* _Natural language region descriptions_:
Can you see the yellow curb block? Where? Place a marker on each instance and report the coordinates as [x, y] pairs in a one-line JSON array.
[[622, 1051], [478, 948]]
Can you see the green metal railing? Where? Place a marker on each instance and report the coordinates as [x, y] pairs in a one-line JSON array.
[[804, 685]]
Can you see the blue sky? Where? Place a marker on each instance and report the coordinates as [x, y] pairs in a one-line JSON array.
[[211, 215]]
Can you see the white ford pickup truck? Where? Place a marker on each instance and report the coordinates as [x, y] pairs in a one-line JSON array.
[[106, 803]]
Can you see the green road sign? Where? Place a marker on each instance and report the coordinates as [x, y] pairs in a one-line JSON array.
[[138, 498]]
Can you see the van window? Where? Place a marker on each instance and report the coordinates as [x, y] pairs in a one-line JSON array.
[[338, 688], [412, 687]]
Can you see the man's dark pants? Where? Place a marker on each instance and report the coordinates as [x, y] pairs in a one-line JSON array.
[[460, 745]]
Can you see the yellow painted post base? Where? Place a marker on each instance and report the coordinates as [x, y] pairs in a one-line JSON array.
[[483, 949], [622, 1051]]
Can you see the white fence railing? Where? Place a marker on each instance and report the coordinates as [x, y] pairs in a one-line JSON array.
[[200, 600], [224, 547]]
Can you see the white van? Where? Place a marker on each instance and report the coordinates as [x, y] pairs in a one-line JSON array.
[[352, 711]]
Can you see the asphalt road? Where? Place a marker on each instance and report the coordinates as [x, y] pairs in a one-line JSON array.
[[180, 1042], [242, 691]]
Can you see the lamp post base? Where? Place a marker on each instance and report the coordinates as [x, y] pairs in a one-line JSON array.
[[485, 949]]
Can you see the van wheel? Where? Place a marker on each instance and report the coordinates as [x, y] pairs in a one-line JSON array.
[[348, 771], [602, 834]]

* _TASK INSTRUCTIONS_:
Exactly the lines from the one containing "Can you see the asphalt" to the last line of the entries above must be duplicated, with both of those lines included and nothing more.

* _THE COMPLETED TASK_:
Can you see the asphalt road? Where? Place a marker on each instance and report the coordinates as [x, y] pairs in a one-line JSON array.
[[180, 1042], [242, 691]]
Can you see the lamp post base? Where? Place a marker on each instance and report the coordinates as [x, y] pairs in a one-line JSON array.
[[485, 949]]
Can you see the van wheel? Where? Place a marker on each instance and report the coordinates as [x, y] pairs in a one-line JSON array.
[[348, 771], [602, 834]]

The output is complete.